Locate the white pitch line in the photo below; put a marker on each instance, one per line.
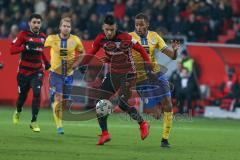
(132, 126)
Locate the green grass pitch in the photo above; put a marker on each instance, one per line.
(191, 139)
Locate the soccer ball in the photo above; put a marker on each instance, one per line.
(104, 107)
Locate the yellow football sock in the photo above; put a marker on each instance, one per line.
(57, 113)
(167, 124)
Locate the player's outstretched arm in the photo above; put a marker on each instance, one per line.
(17, 45)
(45, 60)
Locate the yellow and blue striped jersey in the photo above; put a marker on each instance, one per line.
(72, 45)
(151, 42)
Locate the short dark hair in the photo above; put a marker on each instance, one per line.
(109, 19)
(142, 16)
(35, 15)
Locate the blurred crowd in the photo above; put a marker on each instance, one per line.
(199, 20)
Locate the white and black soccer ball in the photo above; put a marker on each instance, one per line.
(104, 107)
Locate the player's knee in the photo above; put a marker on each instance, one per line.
(58, 97)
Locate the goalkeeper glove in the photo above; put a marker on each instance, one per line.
(32, 47)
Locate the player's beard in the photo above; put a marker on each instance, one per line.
(35, 30)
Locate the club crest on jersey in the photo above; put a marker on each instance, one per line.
(116, 48)
(42, 40)
(71, 44)
(153, 41)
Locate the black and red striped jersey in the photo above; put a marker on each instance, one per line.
(119, 51)
(31, 61)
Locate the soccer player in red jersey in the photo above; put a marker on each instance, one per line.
(30, 44)
(117, 46)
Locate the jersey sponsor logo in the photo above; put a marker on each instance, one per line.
(153, 41)
(15, 40)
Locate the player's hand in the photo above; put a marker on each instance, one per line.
(47, 66)
(63, 52)
(150, 73)
(175, 45)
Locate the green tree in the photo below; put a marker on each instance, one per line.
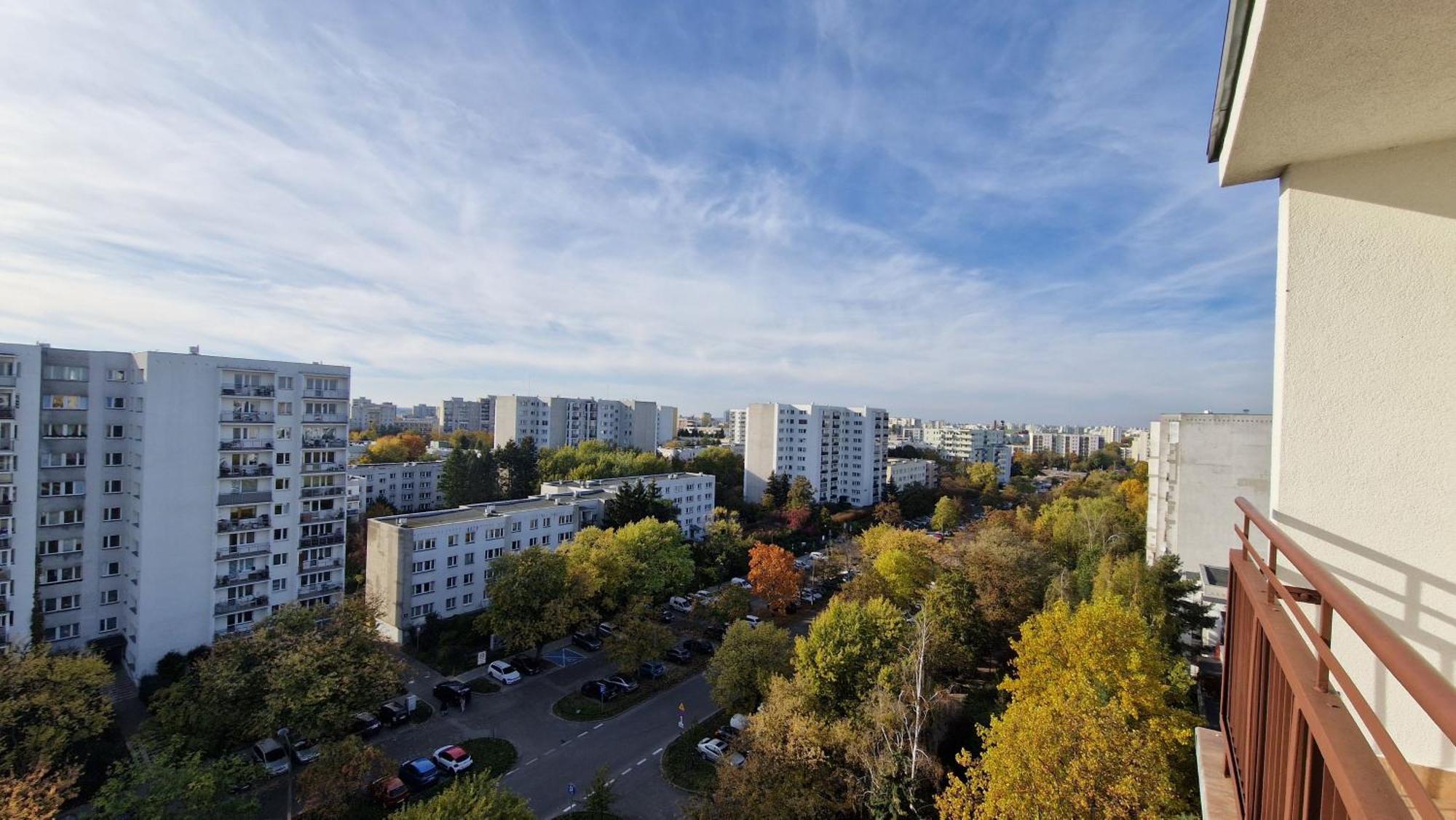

------------------------------------

In the records, the line containing "Locate the black" starts the span and the final line ends it. Output exactly that span, both ends included, with no pictures and nothing else.

» **Exercise result**
Locate the black and red striped jersey in the photo above; put a marker on each instance, one per line.
(119, 51)
(31, 61)
Locate the soccer player in red jersey in the photo above; put a marker on each instance, one per line.
(30, 44)
(117, 46)
Locate the jersey sponsor logo in the photo above; put a marker on each instance, one per line.
(153, 41)
(15, 40)
Locate the player's hand in the photo above; put a marker on each instance, one per line.
(47, 66)
(63, 52)
(150, 73)
(175, 45)
Locate the green tree in the photo below; put a marker on each instance, one per line.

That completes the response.